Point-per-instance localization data

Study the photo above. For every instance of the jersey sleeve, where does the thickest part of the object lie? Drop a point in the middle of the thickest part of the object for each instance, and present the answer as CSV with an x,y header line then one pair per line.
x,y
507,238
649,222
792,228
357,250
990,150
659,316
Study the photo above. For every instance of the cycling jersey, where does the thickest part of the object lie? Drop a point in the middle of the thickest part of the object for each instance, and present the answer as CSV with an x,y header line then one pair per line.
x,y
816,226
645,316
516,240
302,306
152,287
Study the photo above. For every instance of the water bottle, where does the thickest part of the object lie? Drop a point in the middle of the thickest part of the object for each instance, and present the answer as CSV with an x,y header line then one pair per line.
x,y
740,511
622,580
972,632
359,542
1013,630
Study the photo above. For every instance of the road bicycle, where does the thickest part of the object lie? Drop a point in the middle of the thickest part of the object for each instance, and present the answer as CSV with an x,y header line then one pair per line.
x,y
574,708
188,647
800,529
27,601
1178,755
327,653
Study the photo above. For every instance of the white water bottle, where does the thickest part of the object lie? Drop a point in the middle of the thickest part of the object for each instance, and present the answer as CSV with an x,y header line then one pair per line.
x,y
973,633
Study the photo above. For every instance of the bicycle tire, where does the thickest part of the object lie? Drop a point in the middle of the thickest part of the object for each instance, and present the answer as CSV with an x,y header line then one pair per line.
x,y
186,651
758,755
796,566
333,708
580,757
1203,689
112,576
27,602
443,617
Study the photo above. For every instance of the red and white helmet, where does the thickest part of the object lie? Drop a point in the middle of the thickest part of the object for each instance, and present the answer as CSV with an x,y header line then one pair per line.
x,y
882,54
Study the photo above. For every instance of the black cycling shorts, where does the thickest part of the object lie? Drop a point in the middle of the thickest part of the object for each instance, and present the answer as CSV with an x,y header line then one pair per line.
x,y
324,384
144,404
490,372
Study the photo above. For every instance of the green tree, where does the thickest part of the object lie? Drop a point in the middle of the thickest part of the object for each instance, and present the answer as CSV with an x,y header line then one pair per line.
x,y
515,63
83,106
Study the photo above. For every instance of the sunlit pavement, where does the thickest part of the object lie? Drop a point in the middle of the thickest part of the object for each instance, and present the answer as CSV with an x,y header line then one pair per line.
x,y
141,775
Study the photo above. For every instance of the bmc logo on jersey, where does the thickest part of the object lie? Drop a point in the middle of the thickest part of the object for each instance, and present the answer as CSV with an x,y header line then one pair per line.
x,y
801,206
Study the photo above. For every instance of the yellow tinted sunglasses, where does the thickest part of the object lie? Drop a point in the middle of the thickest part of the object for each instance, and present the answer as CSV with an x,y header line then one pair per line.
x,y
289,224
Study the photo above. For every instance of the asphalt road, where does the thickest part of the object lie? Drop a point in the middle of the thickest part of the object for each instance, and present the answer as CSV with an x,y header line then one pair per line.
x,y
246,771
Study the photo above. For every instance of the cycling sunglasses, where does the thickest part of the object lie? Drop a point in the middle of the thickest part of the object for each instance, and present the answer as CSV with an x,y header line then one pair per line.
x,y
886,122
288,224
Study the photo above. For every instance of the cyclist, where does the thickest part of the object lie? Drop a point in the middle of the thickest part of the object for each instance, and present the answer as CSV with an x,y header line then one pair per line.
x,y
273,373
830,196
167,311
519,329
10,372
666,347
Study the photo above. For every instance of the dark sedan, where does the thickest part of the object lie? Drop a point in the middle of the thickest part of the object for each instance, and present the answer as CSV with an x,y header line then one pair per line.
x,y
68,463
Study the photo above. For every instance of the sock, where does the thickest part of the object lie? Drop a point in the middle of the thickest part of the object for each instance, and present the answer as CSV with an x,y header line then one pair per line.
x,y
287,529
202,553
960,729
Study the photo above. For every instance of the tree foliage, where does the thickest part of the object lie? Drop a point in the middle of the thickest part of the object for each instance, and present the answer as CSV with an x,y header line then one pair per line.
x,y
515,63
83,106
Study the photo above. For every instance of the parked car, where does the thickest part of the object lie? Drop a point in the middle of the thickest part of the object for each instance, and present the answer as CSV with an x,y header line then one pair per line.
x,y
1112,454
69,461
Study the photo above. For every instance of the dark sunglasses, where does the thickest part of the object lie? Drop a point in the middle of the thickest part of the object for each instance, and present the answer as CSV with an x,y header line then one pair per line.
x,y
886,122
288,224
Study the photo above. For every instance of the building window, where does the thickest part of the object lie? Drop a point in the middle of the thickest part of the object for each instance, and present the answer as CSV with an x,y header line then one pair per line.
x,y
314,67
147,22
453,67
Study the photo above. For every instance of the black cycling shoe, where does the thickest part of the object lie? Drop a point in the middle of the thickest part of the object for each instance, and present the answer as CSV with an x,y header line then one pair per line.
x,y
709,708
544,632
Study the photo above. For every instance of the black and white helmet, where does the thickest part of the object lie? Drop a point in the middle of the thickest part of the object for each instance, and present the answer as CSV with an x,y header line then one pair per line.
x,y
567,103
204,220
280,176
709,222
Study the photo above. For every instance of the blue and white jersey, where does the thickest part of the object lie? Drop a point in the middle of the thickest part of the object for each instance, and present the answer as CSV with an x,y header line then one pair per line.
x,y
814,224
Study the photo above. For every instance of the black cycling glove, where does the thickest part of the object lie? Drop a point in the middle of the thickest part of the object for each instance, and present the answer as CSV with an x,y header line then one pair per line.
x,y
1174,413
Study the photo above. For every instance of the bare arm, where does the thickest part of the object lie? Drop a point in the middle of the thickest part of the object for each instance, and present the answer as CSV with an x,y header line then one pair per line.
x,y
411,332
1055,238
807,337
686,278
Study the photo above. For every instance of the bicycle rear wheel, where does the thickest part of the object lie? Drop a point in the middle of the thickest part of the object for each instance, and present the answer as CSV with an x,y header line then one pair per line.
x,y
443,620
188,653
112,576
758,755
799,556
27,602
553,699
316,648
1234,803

◆ Exercise aim: Return all of the data above verbatim.

◆ Problem solution:
Study the photo above. For every instance of the jersey sleeve, where does the thickest part of the object lie? Drop a point in the middle of the thickest part of the object for each instance, and present the answer as CSV with an x,y header line then one pair per line.
x,y
507,238
649,222
792,228
357,250
990,150
659,316
Study the photo above. For every instance of the cycling jersey, where does the thickest part of the object lie? Drop a point in the middle of the thickest part of the object for each instance, and present the answer as CSV with an x,y header line then one pair per line.
x,y
816,226
645,316
516,240
302,306
152,287
Study the photo above. For every instance of the water bottle, where does the thickest part of the object lie? Drop a point in the middle of the thickest part of the object for each instance, and present the answer as CSV with an x,y header line then one pair per line.
x,y
740,511
622,580
972,632
359,542
1013,630
Study the photo above. For every instance of the road bicycle, where does the thickest part of the object lie? Drop a point in the middle of the thickest part of the object for each instance, and present the answer as CSV with an x,y header line then one pair per line.
x,y
574,708
188,647
800,529
27,601
1178,755
327,653
Study the photo above. For every instance of the white water bottle, where does the thickest part of the object lie? Drop a point in the middle of the thickest part of the object for each instance, and present the answer as CSV with an x,y header line then one pair per line.
x,y
973,633
Study the photo above. For every instance of the bicycle tire, where does the thickest part of the object lie? Drop a point in the middle of the thickest part of the object for each instance, and present the answer as CSV with an x,y header line then one pair per line.
x,y
186,651
758,755
796,566
333,708
580,757
1203,689
112,576
27,602
443,617
Study the photo above. For every instance of the red and white helmet, where does the thickest part of the object lie? Drop a point in the middle of the thickest part of the object for each instance, and present the answer as CSV with an x,y header line then one pair per line.
x,y
882,54
Study the photo above. For every instance of the black cycling shorts, where does the thickest part of the object lie? Drop a point in the middle of the thickest part of the object for each instance, and present the answer as CSV with an x,y header line then one pair per line.
x,y
324,384
144,404
490,372
Study the photo above. For every instance of the green tree, where does the thickest part of the object lie? Drop a point in the middle of the thickest part of the object for each instance, and present the answer as CSV with an x,y header line then one pair per line.
x,y
515,63
83,106
Study the photo above. For every instance of the sunlit pavement, where does the thickest part of the object lie? Drop a point in the middle of the thickest part of the object for each instance, and present the answer as CSV with an x,y header line then one pair per line.
x,y
141,775
Study the photo above. For every instance of the bmc logo on jersey, where does the thickest part of the object lie? Drop a point in the middle of the thickest part of the object for each instance, and present the answer as CSV with an x,y header line then one pair per line.
x,y
801,206
Study the photo above. For every instance of the yellow tinted sunglasses, where does the thickest part of the object lie? Drop a point in the middle of the thickest part of the object for each instance, and present the answer as CSV with an x,y header line then one pair per line.
x,y
289,224
Study the photo above. For every instance of the asphalt road, where does the thickest part of the object lie? Drop a point in the middle of the thickest part of the object for each instance, and present the answer as CSV with an x,y header line then one pair per line.
x,y
246,771
Study the photo above. For every instance of the cycling sunglasses, where does the thickest part of the object lie? Drop a point in the middle of the thickest part of the object for each instance, and present the answer as CSV with an x,y header line then one pair per line.
x,y
886,122
288,224
Study the photo above. For every instance of the cyclist, where does the thickest part of the object lie? Drop a point in the middle of the thickest part of the object for each instance, and present the answer as CSV with an x,y header line then one pair per line.
x,y
273,373
830,196
167,311
519,329
10,372
666,347
Study the photo above. For every instance of the dark sedan, where does the thickest part of the object lie? Drop a point in the middle of the thickest part of the object for each instance, and present the answer as CSV with an x,y header line then one pair per line.
x,y
68,463
Study the photo above. For every instance of the sock, where does the thickest part of the object lie? Drop a point in the middle of the thickest part of the object for each instance, and present the answer as CSV with an x,y header line then one pair per line.
x,y
287,529
202,553
960,729
Study the photo above. For every instance of the tree foliage, where does the thickest part of the object lie? Drop a point in the middle of the thickest part of the object for each instance, and present the answer as CSV with an x,y header line then one pair per line.
x,y
515,63
83,106
Study the photo above. For every instance of the parked car, where does the thickest part of the object lie? Drop a point in the middle of the thickest part of the object for each instance, and present the answer as CSV with an x,y header line then one pair per line.
x,y
1112,454
69,461
Study the photo above. For every instance of the dark sunglasses, where does the thickest part of the object lie? Drop a point in the middle of the thickest part of the object for each instance, and present the answer as CSV with an x,y header line then one pair per line.
x,y
886,122
288,224
Study the photo above. For every instance of the building window, where does the thickest part of the object lie? Drop a point in the middle of the thickest part of the object for each instance, and present the answer as CSV with an x,y header line then one pair per line.
x,y
314,67
147,22
453,67
Study the photo above. For every instance of the black cycling shoe, where does the thickest part of the object lie? Drop a point in the middle of the thickest part of the object for each instance, and present the answer as CSV with an x,y header line then one pair per line.
x,y
709,708
544,632
Study the photo above. For every instance of the black and white helmet, where does the thickest part of the object lie? Drop a point in the middle of the thickest part of the object for each instance, and present the answer as CSV with an x,y header line then one pair per line.
x,y
567,103
204,220
280,176
709,222
Study the photo above. For every instance of the blue and white jersey, where does the thickest part of the object lie? Drop a point in the middle of the thickest part of the object for each instance, and present the answer as CSV with an x,y header line then one pair per line.
x,y
814,224
Study the photo above. For every instance of the black cycling glove, where does the thickest part of the object lie? Drop a point in the middle of the thickest part of the object for each instance, and present the answer as CSV with an x,y header line then one pair per line.
x,y
1174,413
Study the photo above. For every instance of the bare arm, where does the thickest part of the object lie? Drop a point in the middle of the thickest part of the object for each instance, and present the answer as CSV with an x,y header line then one pair per line.
x,y
411,332
1055,238
807,337
686,278
Study the photo above. For every instance of the bicycle rear wheel, where does the thickest part of the object lie? Drop a point in the middle of the thickest part of the object for each instance, and present the answer as CSV with an x,y header line then one pair per line.
x,y
443,620
188,653
112,576
758,755
799,556
27,602
553,699
316,648
1234,803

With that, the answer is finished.